— Rows —
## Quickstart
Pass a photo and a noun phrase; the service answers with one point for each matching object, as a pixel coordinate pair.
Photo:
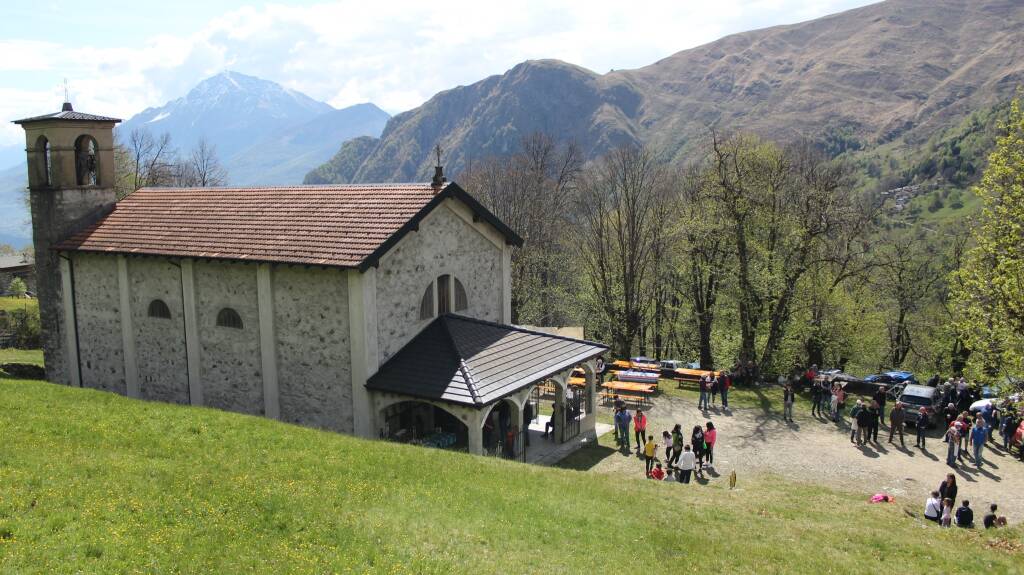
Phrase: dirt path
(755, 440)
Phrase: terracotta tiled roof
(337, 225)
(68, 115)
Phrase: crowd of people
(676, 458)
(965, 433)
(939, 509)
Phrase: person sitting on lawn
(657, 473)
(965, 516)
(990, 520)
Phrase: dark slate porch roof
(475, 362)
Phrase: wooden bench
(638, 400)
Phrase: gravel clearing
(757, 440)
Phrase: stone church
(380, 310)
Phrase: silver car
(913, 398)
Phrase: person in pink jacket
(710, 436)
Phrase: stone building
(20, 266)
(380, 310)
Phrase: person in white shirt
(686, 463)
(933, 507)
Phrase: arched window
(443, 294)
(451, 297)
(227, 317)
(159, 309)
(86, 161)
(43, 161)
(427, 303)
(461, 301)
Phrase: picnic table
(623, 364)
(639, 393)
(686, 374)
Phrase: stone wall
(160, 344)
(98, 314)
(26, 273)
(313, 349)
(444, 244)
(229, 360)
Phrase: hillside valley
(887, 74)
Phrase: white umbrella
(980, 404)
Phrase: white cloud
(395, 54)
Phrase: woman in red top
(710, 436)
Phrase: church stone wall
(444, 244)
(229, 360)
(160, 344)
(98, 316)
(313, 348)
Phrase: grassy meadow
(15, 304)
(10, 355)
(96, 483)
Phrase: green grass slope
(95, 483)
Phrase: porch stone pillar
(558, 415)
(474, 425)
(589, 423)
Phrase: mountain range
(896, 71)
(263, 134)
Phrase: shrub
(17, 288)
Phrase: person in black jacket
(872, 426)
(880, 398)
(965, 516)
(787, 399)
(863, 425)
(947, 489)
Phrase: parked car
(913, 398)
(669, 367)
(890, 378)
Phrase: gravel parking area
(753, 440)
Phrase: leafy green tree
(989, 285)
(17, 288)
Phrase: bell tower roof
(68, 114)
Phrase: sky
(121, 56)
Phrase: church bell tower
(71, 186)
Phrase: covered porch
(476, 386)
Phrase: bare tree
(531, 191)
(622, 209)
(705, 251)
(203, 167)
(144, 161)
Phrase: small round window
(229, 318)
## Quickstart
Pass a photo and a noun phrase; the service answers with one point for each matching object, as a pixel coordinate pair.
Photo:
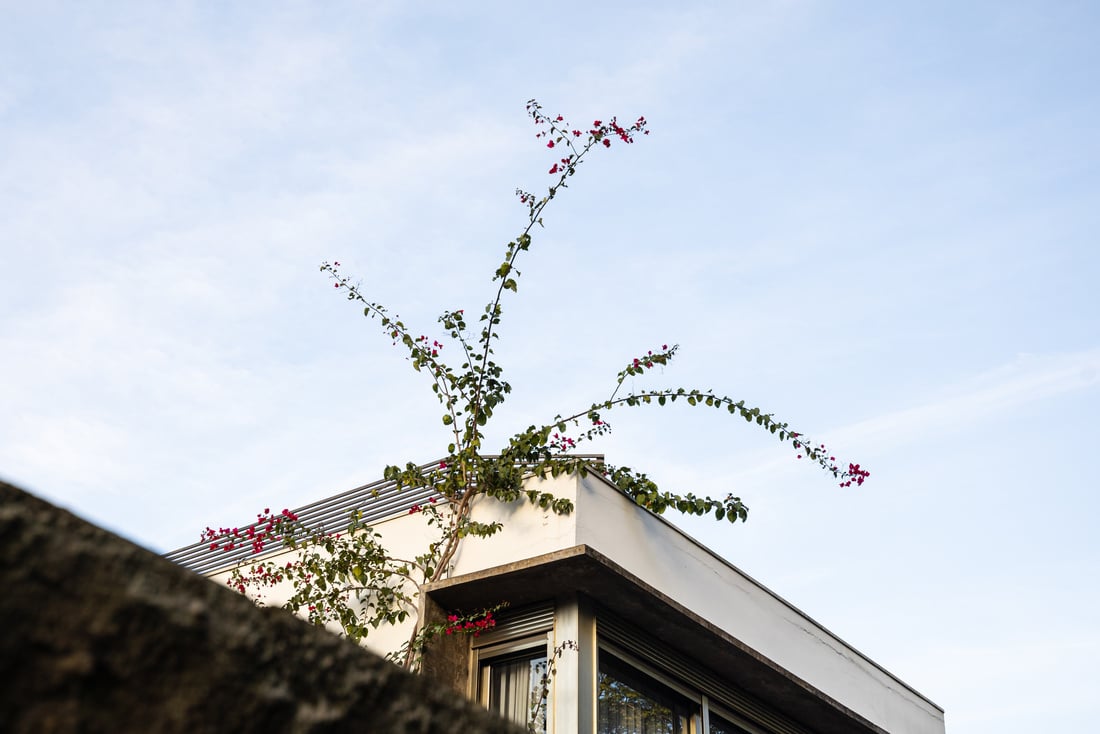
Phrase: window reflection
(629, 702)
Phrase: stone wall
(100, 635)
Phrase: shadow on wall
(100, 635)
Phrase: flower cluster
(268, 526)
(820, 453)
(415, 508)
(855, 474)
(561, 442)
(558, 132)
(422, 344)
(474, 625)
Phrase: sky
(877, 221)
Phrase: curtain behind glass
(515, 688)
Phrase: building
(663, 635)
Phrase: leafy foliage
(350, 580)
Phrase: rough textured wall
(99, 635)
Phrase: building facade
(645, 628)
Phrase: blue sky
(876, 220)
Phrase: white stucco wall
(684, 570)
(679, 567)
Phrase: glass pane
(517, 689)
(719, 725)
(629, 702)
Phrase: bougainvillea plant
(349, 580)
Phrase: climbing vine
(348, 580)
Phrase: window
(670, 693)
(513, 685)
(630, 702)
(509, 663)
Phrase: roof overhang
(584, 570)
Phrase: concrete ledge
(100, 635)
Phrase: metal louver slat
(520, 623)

— Requirements —
Leave the pictures out and reproduce each record exactly as written.

— Result —
## Quickstart
Pass a photo and a noun phrase; the service answers with one point for each matching object, as a pixel coordinate pair.
Photo:
Phrase: dirt path
(755, 440)
Phrase: terracotta tiled roof
(337, 225)
(68, 115)
Phrase: crowd of people
(676, 458)
(965, 433)
(939, 509)
Phrase: person sitting on lawn
(657, 473)
(965, 516)
(990, 520)
Phrase: dark slate porch roof
(475, 362)
Phrase: wooden bench
(638, 400)
Phrase: gravel clearing
(757, 440)
Phrase: stone church
(380, 310)
Phrase: silver car
(913, 398)
Phrase: person in pink jacket
(710, 436)
Phrase: stone building
(20, 266)
(380, 310)
Phrase: person in white shirt
(686, 463)
(933, 507)
Phrase: arched window
(443, 294)
(451, 297)
(227, 317)
(159, 309)
(86, 161)
(43, 161)
(427, 303)
(461, 301)
Phrase: picnic table
(623, 364)
(639, 393)
(686, 374)
Phrase: stone wall
(160, 344)
(98, 314)
(26, 273)
(313, 349)
(444, 244)
(229, 360)
Phrase: hillside valley
(887, 74)
Phrase: white umbrella
(980, 404)
Phrase: white cloud
(395, 54)
Phrase: woman in red top
(710, 436)
Phrase: church stone wall
(444, 244)
(229, 360)
(160, 344)
(98, 316)
(313, 348)
Phrase: grassy meadow
(15, 304)
(10, 355)
(96, 483)
Phrase: green grass slope
(95, 483)
Phrase: porch stone pillar
(558, 415)
(474, 425)
(589, 423)
Phrase: mountain range
(896, 71)
(263, 134)
Phrase: shrub
(17, 288)
Phrase: person in black jacket
(872, 426)
(880, 398)
(965, 516)
(787, 399)
(863, 425)
(947, 489)
Phrase: parked car
(913, 398)
(669, 367)
(890, 378)
Phrase: gravel parking area
(753, 440)
Phrase: leafy green tree
(989, 285)
(17, 288)
Phrase: bell tower roof
(68, 114)
Phrase: sky
(121, 56)
Phrase: church bell tower
(71, 186)
Phrase: covered porch
(476, 386)
Phrase: bare tree
(531, 191)
(622, 209)
(705, 251)
(203, 167)
(144, 161)
Phrase: small round window
(229, 318)
## Quickstart
Pass a photo and a noun phrase; the service answers with one point for each matching object, as a pixel coordinate pair.
Photo:
Phrase: window reflection
(629, 702)
Phrase: stone wall
(100, 635)
Phrase: shadow on wall
(100, 635)
Phrase: flower cluster
(268, 526)
(820, 453)
(415, 508)
(855, 474)
(561, 442)
(558, 132)
(422, 344)
(474, 625)
Phrase: sky
(877, 221)
Phrase: curtain behind glass
(515, 688)
Phrase: building
(663, 635)
Phrase: leafy foliage
(350, 580)
Phrase: rough textured wall
(99, 635)
Phrase: building facade
(645, 628)
Phrase: blue sky
(876, 220)
Phrase: white stucco wall
(684, 570)
(679, 567)
Phrase: glass pane
(517, 689)
(719, 725)
(629, 702)
Phrase: bougainvillea plant
(349, 580)
Phrase: climbing vine
(348, 580)
Phrase: window
(670, 693)
(513, 685)
(630, 702)
(509, 663)
Phrase: roof overhang
(584, 570)
Phrase: concrete ledge
(100, 635)
Phrase: metal louver slat
(520, 623)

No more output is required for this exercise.